- What to do -
In the entries below, find the line with "The goal is" and the line with "positive clicks: (581, 296)". Return those two lines and all lines between them, exactly.

Collection entries:
++++++++

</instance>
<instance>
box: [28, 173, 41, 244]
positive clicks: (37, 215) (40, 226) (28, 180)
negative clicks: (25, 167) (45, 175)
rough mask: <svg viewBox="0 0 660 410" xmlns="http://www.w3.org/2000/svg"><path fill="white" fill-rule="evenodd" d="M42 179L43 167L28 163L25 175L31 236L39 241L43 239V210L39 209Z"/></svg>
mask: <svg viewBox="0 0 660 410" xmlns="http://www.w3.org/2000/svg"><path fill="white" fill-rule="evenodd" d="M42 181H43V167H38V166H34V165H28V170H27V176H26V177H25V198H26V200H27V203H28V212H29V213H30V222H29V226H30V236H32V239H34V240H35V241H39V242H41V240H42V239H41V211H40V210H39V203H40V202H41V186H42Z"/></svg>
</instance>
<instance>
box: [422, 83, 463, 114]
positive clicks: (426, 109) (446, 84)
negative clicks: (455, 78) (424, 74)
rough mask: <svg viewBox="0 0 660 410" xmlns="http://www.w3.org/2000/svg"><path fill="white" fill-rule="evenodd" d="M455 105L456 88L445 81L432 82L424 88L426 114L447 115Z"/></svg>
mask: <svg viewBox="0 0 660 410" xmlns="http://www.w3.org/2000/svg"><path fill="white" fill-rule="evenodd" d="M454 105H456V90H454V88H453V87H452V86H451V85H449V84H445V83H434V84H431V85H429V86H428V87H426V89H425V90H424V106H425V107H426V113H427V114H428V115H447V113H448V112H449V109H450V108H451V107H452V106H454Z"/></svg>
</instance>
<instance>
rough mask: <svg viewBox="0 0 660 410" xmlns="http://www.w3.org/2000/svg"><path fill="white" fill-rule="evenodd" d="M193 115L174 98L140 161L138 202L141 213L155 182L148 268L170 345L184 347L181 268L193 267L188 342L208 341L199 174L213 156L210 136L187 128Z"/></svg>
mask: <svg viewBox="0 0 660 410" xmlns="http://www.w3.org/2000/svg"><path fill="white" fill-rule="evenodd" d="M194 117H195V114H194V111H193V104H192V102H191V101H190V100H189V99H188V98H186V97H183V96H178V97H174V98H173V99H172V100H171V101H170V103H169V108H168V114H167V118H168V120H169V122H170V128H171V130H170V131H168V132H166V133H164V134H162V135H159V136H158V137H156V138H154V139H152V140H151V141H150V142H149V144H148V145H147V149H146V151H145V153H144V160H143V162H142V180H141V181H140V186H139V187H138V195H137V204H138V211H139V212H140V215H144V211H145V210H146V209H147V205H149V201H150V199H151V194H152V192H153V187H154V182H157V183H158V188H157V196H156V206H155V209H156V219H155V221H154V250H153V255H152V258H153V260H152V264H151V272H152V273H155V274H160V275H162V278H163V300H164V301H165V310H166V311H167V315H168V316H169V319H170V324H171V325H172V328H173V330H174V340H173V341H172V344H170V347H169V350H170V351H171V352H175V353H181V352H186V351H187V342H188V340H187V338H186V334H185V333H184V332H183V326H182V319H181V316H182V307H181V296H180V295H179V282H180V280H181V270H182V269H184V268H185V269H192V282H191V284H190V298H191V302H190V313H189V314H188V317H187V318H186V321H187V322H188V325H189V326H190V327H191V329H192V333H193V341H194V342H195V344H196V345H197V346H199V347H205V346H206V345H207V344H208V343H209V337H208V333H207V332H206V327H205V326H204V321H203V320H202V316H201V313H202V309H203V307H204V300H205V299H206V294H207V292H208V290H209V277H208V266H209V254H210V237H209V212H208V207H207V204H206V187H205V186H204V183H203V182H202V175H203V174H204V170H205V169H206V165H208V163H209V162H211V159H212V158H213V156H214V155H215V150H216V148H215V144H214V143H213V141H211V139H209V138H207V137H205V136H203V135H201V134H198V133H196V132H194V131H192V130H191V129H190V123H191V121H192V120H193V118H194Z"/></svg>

++++++++

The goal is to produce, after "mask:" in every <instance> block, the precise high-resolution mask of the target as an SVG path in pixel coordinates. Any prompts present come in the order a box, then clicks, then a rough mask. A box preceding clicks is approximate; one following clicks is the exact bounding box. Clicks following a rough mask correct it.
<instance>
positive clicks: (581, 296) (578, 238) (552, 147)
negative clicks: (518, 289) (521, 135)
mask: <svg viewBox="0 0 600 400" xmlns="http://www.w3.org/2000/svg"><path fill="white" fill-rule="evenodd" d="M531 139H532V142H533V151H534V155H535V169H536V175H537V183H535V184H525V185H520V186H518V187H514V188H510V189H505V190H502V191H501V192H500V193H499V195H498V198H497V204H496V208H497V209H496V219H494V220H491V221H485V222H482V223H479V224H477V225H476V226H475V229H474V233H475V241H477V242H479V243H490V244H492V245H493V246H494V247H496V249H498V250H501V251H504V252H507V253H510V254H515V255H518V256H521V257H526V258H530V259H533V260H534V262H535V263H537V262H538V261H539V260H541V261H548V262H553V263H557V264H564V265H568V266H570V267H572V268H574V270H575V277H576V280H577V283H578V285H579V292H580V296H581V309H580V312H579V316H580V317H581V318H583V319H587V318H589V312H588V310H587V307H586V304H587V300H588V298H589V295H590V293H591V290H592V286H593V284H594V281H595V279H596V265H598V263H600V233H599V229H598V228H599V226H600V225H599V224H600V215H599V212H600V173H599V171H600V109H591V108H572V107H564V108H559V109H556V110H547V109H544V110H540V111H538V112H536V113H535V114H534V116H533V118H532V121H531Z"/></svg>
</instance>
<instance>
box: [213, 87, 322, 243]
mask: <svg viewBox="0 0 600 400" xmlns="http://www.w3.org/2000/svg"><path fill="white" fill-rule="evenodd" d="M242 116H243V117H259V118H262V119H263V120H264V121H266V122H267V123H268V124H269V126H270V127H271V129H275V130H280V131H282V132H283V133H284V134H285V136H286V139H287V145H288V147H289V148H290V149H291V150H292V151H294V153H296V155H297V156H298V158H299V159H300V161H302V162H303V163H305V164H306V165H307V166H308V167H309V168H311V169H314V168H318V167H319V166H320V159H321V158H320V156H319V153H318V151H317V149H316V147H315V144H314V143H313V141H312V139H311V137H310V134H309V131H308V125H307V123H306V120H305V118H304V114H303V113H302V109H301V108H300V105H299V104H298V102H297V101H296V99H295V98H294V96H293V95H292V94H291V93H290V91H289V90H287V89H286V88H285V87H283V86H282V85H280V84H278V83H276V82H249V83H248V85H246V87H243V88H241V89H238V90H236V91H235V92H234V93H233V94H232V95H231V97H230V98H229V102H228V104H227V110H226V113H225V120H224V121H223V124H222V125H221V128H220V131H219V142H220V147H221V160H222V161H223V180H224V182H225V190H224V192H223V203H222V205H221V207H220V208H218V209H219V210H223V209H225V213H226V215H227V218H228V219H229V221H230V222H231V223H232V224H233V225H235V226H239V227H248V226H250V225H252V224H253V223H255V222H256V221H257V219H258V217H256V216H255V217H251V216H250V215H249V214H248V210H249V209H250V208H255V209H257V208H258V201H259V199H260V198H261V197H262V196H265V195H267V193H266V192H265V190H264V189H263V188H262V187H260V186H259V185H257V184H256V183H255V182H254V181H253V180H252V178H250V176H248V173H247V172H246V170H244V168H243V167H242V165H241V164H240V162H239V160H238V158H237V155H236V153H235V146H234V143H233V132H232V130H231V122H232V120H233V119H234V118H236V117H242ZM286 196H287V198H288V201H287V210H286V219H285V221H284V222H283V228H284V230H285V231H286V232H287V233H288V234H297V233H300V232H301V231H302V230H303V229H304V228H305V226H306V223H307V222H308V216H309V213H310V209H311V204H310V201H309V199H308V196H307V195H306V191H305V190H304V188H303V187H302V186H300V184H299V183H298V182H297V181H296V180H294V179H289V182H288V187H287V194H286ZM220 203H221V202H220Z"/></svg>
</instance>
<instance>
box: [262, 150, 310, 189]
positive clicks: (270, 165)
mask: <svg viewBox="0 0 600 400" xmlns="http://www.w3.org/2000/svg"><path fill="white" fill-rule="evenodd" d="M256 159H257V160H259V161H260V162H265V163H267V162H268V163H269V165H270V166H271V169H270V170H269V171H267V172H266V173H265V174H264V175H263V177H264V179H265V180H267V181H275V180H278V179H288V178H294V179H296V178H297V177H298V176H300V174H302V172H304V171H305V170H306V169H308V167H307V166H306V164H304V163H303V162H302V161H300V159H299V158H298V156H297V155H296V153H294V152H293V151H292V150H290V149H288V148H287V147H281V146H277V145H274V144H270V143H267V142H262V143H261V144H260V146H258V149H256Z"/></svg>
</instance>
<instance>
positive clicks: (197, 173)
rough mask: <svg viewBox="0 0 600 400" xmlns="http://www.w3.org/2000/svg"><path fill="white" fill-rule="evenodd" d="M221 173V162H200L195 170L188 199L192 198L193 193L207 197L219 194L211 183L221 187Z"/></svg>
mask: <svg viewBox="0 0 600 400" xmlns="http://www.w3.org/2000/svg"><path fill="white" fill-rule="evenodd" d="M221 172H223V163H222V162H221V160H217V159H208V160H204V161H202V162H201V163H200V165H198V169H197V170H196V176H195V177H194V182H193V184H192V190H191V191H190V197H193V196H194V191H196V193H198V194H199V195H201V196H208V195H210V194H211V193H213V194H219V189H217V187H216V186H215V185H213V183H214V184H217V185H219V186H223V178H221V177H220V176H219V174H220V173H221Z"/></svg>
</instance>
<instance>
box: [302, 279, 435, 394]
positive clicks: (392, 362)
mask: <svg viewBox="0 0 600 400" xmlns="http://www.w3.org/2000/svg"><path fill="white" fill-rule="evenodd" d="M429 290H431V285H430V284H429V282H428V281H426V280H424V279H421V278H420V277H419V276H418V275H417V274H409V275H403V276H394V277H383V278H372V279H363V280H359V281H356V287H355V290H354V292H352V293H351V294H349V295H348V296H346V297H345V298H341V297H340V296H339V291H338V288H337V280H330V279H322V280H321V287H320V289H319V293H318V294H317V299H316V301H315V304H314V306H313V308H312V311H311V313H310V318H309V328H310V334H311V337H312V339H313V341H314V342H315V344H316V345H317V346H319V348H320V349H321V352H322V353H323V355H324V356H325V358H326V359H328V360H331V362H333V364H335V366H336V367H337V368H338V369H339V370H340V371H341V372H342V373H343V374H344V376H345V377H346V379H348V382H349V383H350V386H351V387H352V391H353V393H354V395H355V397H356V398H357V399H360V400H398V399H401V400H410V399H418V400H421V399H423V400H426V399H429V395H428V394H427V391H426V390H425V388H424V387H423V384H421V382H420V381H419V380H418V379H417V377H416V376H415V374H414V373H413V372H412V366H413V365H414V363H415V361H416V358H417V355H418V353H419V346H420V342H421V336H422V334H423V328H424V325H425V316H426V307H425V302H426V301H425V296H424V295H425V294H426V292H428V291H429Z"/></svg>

++++++++

- Task answer -
The goal is to produce, after "mask:" in every <instance> block, the precise high-resolution mask of the target as an SVG path in pixel coordinates. Any prompts present come in the order a box, then clicks, then a rough mask. A box preceding clicks is approximate; one following clicks is the exact bounding box. Clicks following a rough mask correct it.
<instance>
positive clicks: (581, 296) (578, 238) (552, 147)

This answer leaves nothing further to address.